--- START ---

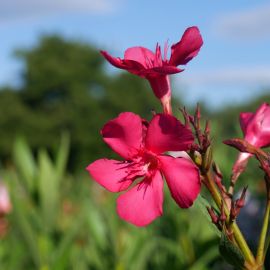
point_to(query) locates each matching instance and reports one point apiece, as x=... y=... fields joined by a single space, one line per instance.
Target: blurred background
x=56 y=93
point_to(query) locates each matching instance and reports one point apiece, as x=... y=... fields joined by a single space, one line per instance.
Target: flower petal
x=141 y=55
x=124 y=134
x=143 y=203
x=183 y=179
x=164 y=70
x=187 y=48
x=166 y=133
x=129 y=65
x=244 y=120
x=111 y=174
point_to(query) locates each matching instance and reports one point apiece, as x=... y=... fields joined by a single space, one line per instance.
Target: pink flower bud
x=256 y=130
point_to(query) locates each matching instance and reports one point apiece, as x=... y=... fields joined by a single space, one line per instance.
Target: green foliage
x=231 y=253
x=61 y=222
x=65 y=88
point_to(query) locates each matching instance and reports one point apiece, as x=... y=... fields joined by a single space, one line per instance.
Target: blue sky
x=233 y=65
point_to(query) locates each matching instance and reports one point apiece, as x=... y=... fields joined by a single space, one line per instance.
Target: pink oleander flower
x=150 y=65
x=256 y=130
x=142 y=145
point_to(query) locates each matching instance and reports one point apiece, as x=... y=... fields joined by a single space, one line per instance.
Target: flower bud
x=256 y=130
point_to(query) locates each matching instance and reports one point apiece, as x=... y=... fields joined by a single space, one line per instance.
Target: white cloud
x=245 y=24
x=18 y=9
x=251 y=76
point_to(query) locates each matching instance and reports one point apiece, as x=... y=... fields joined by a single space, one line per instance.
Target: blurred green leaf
x=230 y=252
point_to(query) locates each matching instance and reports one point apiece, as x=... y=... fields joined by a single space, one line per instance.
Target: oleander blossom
x=142 y=145
x=151 y=66
x=256 y=130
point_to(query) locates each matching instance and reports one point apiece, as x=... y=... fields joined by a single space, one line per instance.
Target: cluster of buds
x=218 y=219
x=237 y=205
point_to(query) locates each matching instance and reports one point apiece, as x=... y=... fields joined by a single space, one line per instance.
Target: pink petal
x=141 y=55
x=244 y=120
x=129 y=65
x=115 y=61
x=165 y=70
x=111 y=174
x=257 y=129
x=143 y=203
x=124 y=134
x=183 y=179
x=160 y=85
x=166 y=133
x=187 y=48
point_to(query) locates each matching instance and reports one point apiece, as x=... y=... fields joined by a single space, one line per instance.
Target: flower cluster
x=143 y=145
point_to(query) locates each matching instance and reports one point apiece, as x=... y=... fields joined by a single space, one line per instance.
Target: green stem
x=236 y=231
x=261 y=246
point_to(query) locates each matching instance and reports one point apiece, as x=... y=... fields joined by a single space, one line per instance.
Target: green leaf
x=230 y=252
x=25 y=162
x=200 y=205
x=48 y=189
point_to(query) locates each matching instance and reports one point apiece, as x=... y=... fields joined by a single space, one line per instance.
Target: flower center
x=150 y=160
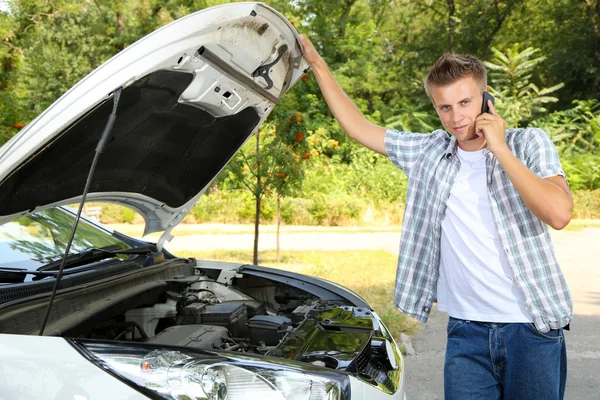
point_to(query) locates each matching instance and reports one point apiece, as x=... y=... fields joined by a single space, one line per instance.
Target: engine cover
x=331 y=336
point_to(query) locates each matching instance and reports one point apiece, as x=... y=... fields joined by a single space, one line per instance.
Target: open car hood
x=193 y=92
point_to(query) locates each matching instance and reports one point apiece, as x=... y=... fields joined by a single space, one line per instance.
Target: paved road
x=579 y=256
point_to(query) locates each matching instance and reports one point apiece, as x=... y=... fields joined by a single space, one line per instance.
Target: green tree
x=519 y=99
x=271 y=164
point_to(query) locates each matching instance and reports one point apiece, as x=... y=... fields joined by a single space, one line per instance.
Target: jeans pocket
x=554 y=334
x=453 y=324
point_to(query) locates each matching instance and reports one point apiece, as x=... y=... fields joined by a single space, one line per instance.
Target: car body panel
x=33 y=367
x=197 y=70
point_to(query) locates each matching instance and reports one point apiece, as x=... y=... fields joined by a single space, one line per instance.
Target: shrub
x=586 y=204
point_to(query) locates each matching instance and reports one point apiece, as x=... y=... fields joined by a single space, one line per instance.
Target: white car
x=128 y=319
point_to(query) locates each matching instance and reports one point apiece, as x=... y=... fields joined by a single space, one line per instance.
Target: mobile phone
x=484 y=107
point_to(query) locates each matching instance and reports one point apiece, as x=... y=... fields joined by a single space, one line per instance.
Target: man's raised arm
x=344 y=110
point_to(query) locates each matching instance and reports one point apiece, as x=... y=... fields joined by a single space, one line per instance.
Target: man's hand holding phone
x=491 y=126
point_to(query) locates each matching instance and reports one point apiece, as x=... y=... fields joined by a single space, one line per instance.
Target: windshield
x=41 y=238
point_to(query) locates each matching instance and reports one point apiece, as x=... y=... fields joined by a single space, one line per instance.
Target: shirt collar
x=451 y=149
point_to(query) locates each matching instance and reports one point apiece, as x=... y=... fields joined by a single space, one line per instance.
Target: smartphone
x=484 y=107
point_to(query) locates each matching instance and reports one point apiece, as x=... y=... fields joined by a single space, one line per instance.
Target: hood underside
x=158 y=148
x=193 y=92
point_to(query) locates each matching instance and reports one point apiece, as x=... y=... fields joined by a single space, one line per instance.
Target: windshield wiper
x=96 y=254
x=17 y=275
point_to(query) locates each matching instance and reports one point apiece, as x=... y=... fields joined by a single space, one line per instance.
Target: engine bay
x=221 y=307
x=278 y=320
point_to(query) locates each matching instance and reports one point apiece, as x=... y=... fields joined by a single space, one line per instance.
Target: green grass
x=371 y=274
x=581 y=224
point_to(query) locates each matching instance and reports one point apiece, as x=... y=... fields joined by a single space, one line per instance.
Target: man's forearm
x=549 y=201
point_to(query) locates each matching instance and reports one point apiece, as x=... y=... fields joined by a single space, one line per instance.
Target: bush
x=116 y=214
x=586 y=204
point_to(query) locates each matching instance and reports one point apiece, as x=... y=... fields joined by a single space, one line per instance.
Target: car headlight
x=190 y=374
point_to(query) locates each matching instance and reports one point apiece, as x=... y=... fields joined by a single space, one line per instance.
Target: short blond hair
x=451 y=67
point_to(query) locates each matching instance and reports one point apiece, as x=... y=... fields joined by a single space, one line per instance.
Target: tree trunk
x=344 y=18
x=451 y=10
x=278 y=224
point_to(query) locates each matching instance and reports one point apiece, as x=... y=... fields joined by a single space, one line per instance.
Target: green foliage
x=519 y=99
x=576 y=134
x=112 y=213
x=586 y=204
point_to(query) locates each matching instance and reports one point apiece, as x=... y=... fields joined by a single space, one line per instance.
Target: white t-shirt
x=475 y=281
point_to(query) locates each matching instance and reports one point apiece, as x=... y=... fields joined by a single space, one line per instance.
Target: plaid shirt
x=431 y=163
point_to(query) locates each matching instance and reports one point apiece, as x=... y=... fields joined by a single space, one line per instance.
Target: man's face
x=457 y=105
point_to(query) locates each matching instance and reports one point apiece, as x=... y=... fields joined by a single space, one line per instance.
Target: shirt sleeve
x=541 y=155
x=404 y=148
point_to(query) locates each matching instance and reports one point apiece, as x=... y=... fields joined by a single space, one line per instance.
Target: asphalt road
x=579 y=256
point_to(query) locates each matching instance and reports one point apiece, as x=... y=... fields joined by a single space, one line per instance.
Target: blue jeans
x=490 y=361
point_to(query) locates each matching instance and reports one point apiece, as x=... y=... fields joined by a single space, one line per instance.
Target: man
x=475 y=233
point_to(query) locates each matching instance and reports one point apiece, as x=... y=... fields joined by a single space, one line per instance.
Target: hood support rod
x=99 y=149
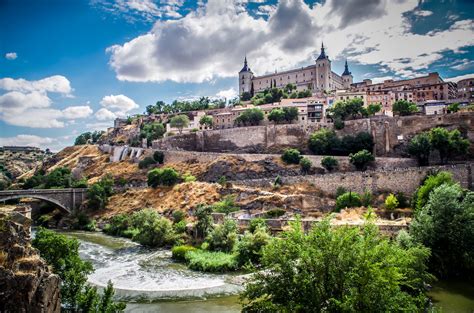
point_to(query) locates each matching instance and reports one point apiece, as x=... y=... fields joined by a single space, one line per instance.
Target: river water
x=149 y=281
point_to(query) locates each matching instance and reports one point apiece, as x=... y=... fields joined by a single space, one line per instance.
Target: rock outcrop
x=26 y=284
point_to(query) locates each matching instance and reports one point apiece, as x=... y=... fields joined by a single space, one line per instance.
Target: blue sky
x=71 y=66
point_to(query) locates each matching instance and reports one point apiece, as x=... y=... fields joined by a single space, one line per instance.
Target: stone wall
x=404 y=180
x=390 y=133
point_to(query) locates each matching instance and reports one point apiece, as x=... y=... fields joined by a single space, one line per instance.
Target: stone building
x=316 y=77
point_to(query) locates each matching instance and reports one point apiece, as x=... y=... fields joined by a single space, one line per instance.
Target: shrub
x=146 y=162
x=250 y=246
x=329 y=163
x=291 y=156
x=163 y=177
x=159 y=157
x=223 y=237
x=274 y=213
x=361 y=159
x=348 y=200
x=207 y=261
x=305 y=165
x=178 y=253
x=391 y=202
x=226 y=205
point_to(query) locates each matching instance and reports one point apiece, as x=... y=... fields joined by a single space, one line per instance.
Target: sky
x=67 y=67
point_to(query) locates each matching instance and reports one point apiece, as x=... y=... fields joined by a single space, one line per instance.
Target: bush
x=163 y=177
x=207 y=261
x=159 y=157
x=291 y=156
x=305 y=165
x=391 y=202
x=329 y=163
x=178 y=253
x=361 y=159
x=348 y=200
x=223 y=237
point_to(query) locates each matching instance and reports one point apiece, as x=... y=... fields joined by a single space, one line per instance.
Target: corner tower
x=347 y=77
x=323 y=71
x=245 y=78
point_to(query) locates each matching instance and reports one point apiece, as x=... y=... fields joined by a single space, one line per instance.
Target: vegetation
x=209 y=261
x=348 y=200
x=88 y=137
x=342 y=269
x=329 y=163
x=361 y=159
x=325 y=142
x=62 y=254
x=179 y=122
x=163 y=177
x=250 y=117
x=445 y=224
x=404 y=108
x=98 y=193
x=291 y=156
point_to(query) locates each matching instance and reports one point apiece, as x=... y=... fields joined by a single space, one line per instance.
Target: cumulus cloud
x=11 y=56
x=210 y=42
x=26 y=103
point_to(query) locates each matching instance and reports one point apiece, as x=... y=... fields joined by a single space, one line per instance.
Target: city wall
x=404 y=180
x=390 y=134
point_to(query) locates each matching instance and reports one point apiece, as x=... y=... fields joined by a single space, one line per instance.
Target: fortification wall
x=404 y=180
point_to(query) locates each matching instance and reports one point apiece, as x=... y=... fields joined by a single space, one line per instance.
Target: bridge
x=67 y=199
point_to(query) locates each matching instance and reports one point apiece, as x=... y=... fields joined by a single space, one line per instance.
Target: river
x=149 y=281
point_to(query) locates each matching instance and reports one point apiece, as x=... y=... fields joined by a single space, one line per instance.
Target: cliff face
x=26 y=284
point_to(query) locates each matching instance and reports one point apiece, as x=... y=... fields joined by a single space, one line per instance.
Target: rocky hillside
x=26 y=284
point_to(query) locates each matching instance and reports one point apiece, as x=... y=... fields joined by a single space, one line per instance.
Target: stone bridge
x=67 y=199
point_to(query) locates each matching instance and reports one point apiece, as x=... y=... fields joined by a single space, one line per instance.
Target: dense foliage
x=62 y=254
x=325 y=142
x=342 y=269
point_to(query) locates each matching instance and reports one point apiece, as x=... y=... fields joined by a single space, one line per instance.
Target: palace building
x=316 y=77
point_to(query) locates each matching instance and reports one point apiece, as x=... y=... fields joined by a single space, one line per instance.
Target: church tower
x=323 y=72
x=347 y=77
x=245 y=78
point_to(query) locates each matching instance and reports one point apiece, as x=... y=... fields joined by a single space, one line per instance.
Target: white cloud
x=104 y=114
x=11 y=56
x=460 y=77
x=26 y=140
x=227 y=94
x=210 y=42
x=75 y=112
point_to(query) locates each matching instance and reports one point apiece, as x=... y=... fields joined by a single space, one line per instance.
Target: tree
x=338 y=269
x=361 y=159
x=163 y=177
x=404 y=108
x=420 y=147
x=291 y=156
x=206 y=120
x=448 y=143
x=374 y=108
x=329 y=163
x=446 y=226
x=179 y=122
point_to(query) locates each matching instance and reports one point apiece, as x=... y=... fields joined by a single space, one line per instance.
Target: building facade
x=316 y=77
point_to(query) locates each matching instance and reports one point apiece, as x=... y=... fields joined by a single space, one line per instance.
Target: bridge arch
x=39 y=197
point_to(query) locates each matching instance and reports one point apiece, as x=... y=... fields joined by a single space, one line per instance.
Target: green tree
x=163 y=177
x=329 y=163
x=206 y=120
x=338 y=269
x=374 y=108
x=420 y=147
x=404 y=108
x=361 y=159
x=446 y=226
x=179 y=122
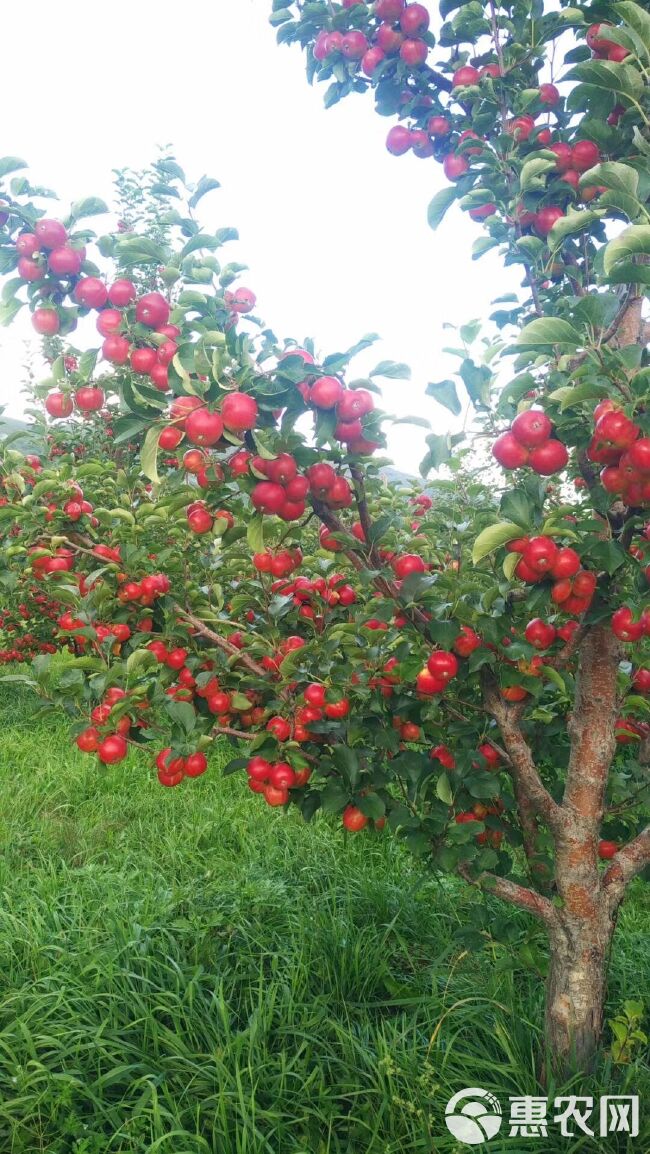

--- END ---

## Exercise:
Return every line of the records above that contains the word "oleander", matching case exactly.

## Correct result:
Target: pink oleander flower
Target: oleander blossom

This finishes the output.